──────── PASSAGE PROVIDED ────────

The spectral analysis was applied for all measurement periods. The first dates with the diurnal cycle were on 13–14 February 2020 (Figure 4); however, there is almost no peak on the spectra from 15 February. Further, the peak appears from 18 February to 22 February. Then, we observe a diurnal cycle on 1–10 March and then from 3 April to 12 April with the most pronounced peak and energy in the spectrum. Thus, a diurnal cycle is observed for 34% of the time (26/76 spectra) during the first measurement period from 01 February to 21 April 2020. However, according to the air temperature (Figure 4), the diurnal cycle in a range from 0 to +14 °C is present during this period. Analysis of the second measurement period showed that the diurnal cycle was observed in the following periods: from 20 to 24 July, from 1 to 8 August, 21–30 August, from 5 to 9 September, 17–22 September and several times in November 2020.
The third measurement period had peaks in all seasons except winter. The diurnal cycle was observed from 23 March to 4 April, 14–24 April, 26 April–2 May, 12 May–14 June, 18–26 June, 30 June–5 July, July 10–9 August, 14–31 August, 6–13 September, 7–12 October.
For the period from august 2020 to July 2021, we calculated the repeatability of days with an observed diurnal cycle for the different months (Figure 12). We obtained the maximum of the diurnal cycle in July 2021 (88%) and its absence from October to February.

──────── RAW RECORDS ────────

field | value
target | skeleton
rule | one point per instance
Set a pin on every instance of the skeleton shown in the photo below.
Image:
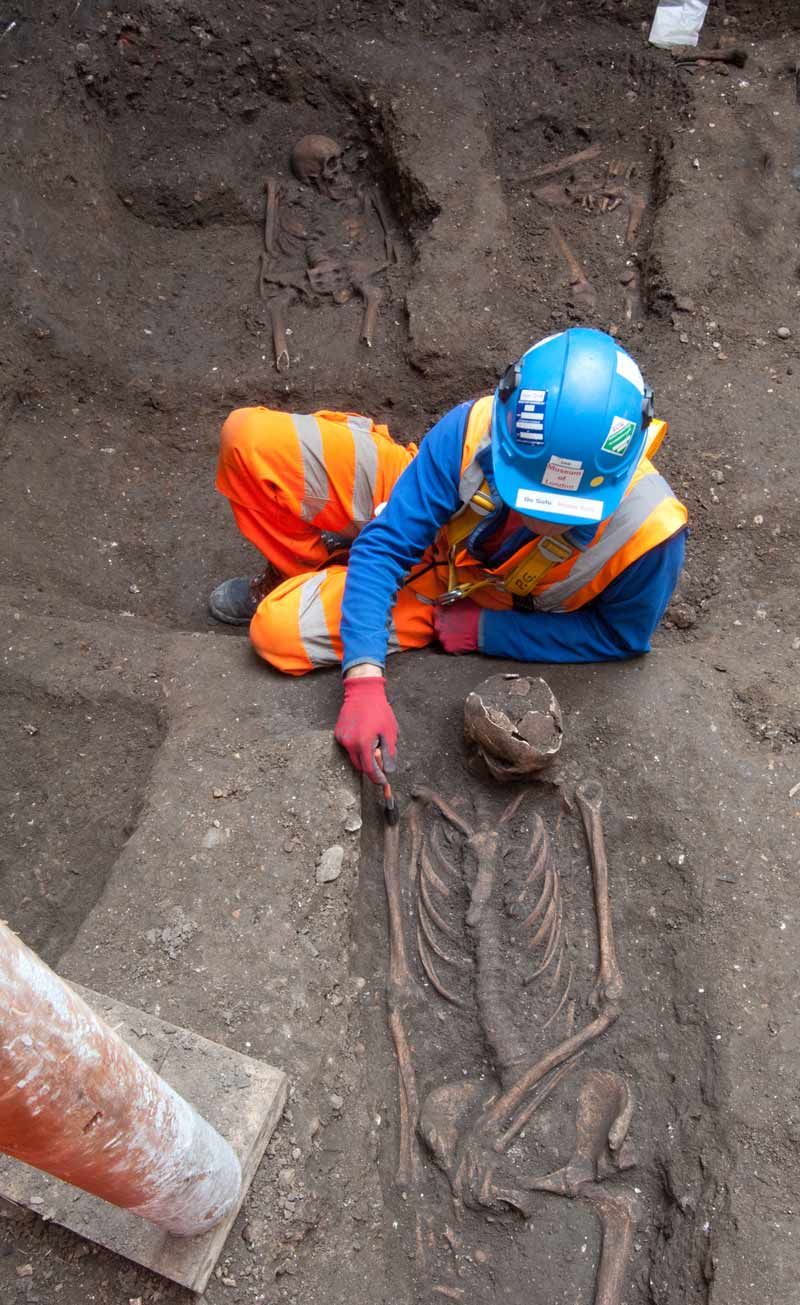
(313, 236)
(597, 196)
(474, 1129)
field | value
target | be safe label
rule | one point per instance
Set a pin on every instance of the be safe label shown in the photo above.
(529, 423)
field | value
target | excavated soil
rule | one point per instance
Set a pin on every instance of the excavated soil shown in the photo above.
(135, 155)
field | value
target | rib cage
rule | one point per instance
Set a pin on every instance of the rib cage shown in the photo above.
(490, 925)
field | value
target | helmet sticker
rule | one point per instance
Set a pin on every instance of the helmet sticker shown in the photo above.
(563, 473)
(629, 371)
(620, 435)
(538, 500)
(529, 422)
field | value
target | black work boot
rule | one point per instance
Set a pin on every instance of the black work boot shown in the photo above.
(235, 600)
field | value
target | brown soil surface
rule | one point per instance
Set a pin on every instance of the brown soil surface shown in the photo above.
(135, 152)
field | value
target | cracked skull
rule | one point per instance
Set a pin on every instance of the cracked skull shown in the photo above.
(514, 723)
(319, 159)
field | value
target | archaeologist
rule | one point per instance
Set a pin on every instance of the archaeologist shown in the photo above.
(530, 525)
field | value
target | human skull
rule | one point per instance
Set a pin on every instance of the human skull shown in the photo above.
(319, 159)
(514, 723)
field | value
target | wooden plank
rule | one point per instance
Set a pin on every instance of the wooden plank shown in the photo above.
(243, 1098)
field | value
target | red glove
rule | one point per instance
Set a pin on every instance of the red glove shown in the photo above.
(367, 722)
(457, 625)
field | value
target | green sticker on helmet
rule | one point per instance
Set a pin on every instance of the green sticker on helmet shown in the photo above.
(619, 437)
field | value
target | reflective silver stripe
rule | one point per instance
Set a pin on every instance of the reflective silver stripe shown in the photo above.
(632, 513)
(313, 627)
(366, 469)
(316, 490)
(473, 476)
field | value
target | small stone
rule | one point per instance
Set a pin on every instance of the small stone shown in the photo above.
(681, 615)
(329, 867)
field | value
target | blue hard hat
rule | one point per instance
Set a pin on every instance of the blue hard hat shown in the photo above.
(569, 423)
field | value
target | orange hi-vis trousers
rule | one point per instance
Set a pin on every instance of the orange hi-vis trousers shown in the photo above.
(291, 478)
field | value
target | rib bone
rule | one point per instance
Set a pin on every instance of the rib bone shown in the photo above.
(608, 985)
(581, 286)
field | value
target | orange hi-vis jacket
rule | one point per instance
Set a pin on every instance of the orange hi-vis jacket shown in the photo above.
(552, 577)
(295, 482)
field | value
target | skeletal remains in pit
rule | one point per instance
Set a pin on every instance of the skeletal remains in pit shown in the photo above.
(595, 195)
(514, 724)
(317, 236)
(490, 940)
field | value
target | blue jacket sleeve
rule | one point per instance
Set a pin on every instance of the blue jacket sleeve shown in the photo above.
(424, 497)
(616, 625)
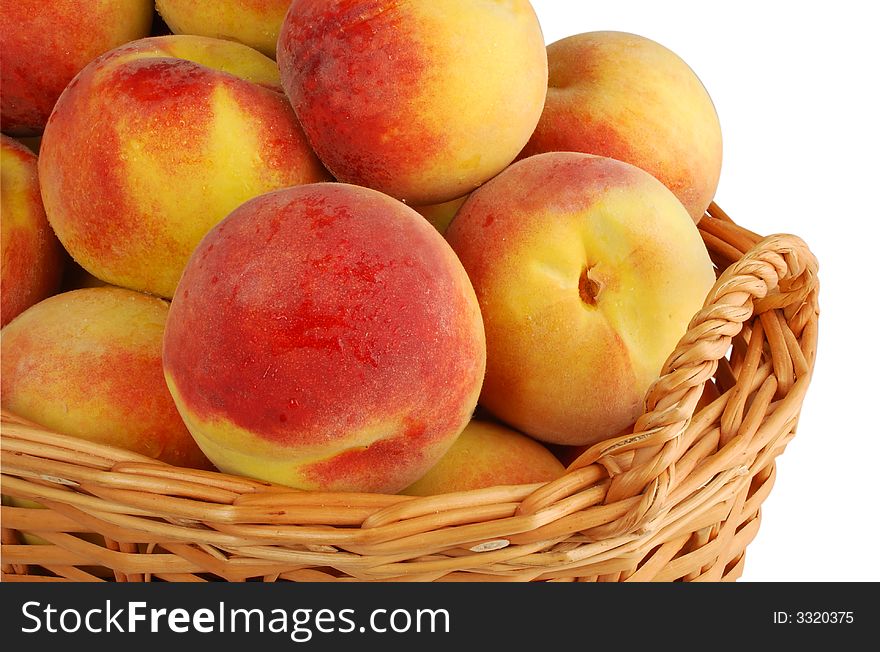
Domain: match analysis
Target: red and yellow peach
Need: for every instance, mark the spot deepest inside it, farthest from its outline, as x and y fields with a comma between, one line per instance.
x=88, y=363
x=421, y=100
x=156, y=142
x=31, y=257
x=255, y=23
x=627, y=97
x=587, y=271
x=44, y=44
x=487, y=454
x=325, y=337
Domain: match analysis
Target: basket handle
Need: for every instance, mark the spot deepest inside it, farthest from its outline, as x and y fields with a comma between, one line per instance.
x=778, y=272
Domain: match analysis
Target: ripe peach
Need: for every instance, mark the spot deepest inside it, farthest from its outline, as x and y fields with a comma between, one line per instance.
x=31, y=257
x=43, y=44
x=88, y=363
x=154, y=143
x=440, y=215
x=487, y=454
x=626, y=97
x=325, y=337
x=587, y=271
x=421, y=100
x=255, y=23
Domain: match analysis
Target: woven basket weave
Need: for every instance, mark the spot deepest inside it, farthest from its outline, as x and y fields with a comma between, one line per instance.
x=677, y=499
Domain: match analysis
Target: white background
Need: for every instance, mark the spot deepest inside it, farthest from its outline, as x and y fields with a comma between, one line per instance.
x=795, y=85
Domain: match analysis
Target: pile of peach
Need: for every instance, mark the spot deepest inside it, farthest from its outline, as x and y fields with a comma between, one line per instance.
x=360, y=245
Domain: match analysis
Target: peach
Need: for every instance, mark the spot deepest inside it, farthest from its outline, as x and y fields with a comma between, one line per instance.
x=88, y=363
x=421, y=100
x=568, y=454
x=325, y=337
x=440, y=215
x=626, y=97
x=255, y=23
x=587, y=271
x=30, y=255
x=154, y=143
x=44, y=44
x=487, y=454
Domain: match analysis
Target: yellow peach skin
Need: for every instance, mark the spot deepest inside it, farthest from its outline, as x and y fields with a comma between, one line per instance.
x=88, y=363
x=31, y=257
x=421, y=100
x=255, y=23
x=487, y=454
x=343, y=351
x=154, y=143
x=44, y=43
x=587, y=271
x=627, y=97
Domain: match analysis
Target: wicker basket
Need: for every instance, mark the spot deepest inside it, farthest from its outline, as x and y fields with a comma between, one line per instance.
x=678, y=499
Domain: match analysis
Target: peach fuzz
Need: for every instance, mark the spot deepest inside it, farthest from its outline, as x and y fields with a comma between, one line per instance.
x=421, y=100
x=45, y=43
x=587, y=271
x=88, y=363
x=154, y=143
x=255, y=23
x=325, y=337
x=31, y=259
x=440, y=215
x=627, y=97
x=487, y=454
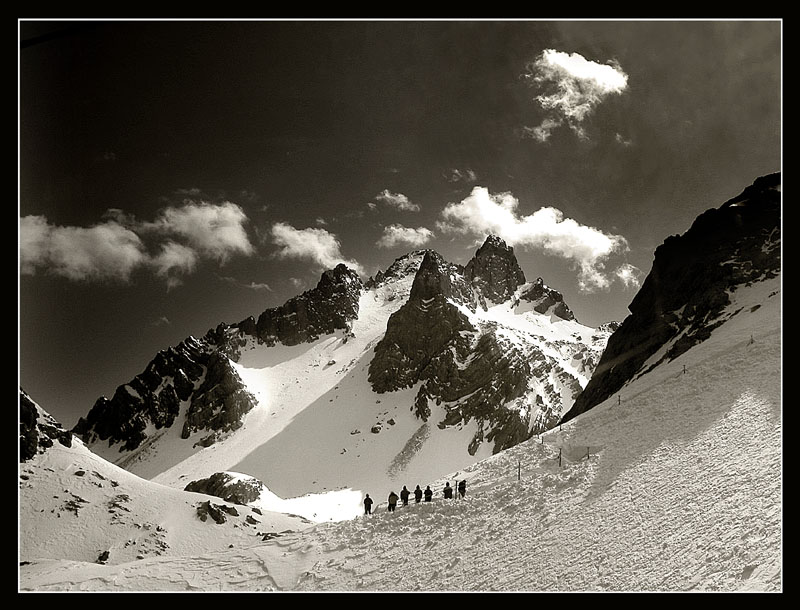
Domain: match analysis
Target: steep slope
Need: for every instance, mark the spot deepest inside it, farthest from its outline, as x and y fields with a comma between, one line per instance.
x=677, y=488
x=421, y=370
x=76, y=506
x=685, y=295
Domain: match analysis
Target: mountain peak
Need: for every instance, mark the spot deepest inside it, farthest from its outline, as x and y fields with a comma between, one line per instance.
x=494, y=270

────────

GOAL A: Condense the paragraph beginning "The spectral analysis was applied" from the diurnal-cycle passage above into a short bulleted list that keeps its main facts.
GOAL B: Carry on the diurnal-cycle passage above, starting after its final sentence.

EXERCISE RESPONSE A:
- Spectral analysis covered all measurement periods.
- First period (1 February–21 April 2020): a diurnal cycle appeared on 13–14 February, 18–22 February, 1–10 March and 3–12 April. The last of these showed the strongest peak and energy. There was almost no peak from 15 February.
- The cycle was observed 34% of the time (26 of 76 spectra), although air temperature showed a diurnal cycle of 0 to +14 °C throughout the period.
- Second period: the cycle was observed on 20–24 July, 1–8 August, 21–30 August, 5–9 September and 17–22 September, and several times in November 2020.

EXERCISE RESPONSE B:
We did not consider the amplitude of the daily temperature variations in detail. However, general estimates of the average amplitude/magnitude are listed below. The average amplitude of the diurnal cycle is about 0.4–0.7 °C. The high amplitude in 2020 was 1.1–1.3 °C in July–August. Anomalous daily temperature fluctuations were observed in the upper layer in July–August 2021 (Figure 13). The amplitude was 2.4 °C on 14–15 July and 1.8 °C on 5–6 August. Air temperature daily fluctuations were in a range of 24–32 °C and were not anomalous in this season. Abnormal fluctuations with an amplitude of up to 4 °C were observed on 17–18 July, but it should be noted that night cooling occurred earlier at lower horizons, which could indicate the advective nature of these oscillations. The superposition of the diurnal cycle and the internal wave with an inertial period (~17 h) could be assumed, but this fact requires additional measurements and data. Our results are in good agreement with earlier research. The maximum diurnal cycle amplitude of 5.1 °C was observed at an open part of the Black Sea by the thermoprofiler buoy [76].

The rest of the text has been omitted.